# C'est quoi cette arnaque PayPal ! ??



## pepeye66 (6 Juin 2010)

Bonjour à tous,
Cette nuit entre 2h50 et 3h00 du matin j'ai reçu 3 mails de Paypal m'envoyant 3 reçus d'achats que bien sur je n'ai pas effectués !! ??
Les mails sont identiques à celui que j'ai reçu dernièrement pour un achat réellement fait.
Quand je vais sur le site PayPal (en utilisant Google) et que je veux les contacter par mail ii m'est demandé mes identifiants mais aussi (suite à un contrôle aléatoire) de confirmer mon N° de carte bancaire...Etrange ?
Qu'en pensez vous ?


----------



## pascalformac (6 Juin 2010)

bonjour

ce qu'on pense de quoi?

soit c'est du spam - harponnage
soit c'est une erreur de facturation paypal
(rare)
et paypal te le dira vite


----------



## pepeye66 (6 Juin 2010)

Spam: Je vois pas comment puisqu'il s'agit de reçus et donc pas d'autres liens que celui de PayPal.
Bien sur quand je vais sur mon compte bancaire impossible de savoir si des retraits correspondant aux montants ont été effectués...C'est dimanche !
Ce que vous pensez: De ce contrôle de PayPal qui me demande de lui confirmer mon N° de carte bancaire avant de me donner simplement accès à un contact mail ?
Par précaution j'ai fait opposition sur ma CB.


----------



## fau6il (6 Juin 2010)

pepeye66 a dit:


> Spam: Je vois pas comment puisqu'il s'agit de reçus et donc pas d'autres liens que celui de PayPal.
> Bien sur quand je vais sur mon compte bancaire impossible de savoir si des retraits correspondant aux montants ont été effectués...C'est dimanche !
> Ce que vous pensez: De ce contrôle de PayPal qui me demande de lui confirmer mon N° de carte bancaire avant de me donner simplement accès à un contact mail ?
> Par précaution j'ai fait opposition sur ma CB.



_On n'est jamais trop prudent!  _


----------



## tantoillane (6 Juin 2010)

J'ai déjà eu ce problème avec Skype et paypal. J'explique : J'achète un abonnement d'un mois pour appeler aux US plus 10 euros pour envoyer des sms (c'est pas dans l'abonnement). Tout ce passe bien, mais le lendemain je reçois un mail de paypal me disant quand l'argent a été remis sur mon compte (ce qui était bien vrai). Étonné je vais sur le site de paypal, et là en effet on me dit que j'ai droit à un contrôle aléatoire. Je sais pas si c'est le déclenchement du fameux contrôle aléatoire qui a annulé le payement paypal et bloquer skype ou l'inverse. Toujours est-il que maintenant paypal fonctionne très bien mais skype ne veut plus que je fasse d'achat. (Je leur ai envoyé plusieurs mails, rien à faire, du coup je me suis mis à la vidéo conférence, dommage pour eux )

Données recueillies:
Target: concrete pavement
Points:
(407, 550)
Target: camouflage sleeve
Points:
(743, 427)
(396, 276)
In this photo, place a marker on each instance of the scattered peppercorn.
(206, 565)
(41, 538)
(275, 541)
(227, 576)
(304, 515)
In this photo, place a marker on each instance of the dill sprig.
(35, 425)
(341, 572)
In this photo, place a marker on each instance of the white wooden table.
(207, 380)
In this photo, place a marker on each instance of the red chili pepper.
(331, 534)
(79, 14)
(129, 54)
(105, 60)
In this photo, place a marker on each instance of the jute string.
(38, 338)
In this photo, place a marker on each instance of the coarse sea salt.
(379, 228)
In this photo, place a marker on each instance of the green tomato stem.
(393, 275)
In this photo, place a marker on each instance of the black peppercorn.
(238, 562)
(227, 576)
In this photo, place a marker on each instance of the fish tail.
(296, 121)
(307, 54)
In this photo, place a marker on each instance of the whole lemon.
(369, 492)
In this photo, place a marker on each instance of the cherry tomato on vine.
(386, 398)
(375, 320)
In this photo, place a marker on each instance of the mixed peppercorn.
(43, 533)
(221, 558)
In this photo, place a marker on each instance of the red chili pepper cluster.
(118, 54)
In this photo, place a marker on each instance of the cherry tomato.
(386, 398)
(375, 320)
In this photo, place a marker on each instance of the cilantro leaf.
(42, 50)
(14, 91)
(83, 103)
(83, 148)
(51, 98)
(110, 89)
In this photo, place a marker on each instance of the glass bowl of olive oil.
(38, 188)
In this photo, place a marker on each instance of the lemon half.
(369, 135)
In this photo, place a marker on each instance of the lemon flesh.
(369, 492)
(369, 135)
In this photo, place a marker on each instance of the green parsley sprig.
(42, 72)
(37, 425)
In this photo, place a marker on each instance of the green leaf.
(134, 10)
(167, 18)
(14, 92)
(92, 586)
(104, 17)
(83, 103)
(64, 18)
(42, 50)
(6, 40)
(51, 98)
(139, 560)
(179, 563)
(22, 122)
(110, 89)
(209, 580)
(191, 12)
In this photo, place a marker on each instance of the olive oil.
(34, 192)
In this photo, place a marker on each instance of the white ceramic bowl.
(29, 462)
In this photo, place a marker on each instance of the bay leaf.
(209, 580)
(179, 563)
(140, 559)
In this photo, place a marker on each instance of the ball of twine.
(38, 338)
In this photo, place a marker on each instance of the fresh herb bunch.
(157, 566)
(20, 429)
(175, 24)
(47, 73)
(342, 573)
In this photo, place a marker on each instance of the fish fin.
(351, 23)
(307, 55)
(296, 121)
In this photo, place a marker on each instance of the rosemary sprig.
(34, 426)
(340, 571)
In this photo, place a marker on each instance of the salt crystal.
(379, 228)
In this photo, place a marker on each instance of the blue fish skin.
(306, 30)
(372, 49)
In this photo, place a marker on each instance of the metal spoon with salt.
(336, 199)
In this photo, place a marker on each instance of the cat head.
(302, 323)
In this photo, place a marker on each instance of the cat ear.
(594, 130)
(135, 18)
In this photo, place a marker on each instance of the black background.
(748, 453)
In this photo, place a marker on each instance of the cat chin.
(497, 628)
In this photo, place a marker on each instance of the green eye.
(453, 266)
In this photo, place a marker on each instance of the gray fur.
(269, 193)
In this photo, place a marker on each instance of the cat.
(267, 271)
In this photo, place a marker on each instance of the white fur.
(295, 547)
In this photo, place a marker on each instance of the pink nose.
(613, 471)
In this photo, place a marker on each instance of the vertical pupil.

CONSIGNE ÉCRITE:
Dans la discussion sur l'arnaque PayPal, quelle mesure pepeye66 indique-t-il avoir prise par précaution ?

LA RÉPONSE:
pepeye66 a fait opposition sur sa carte bancaire.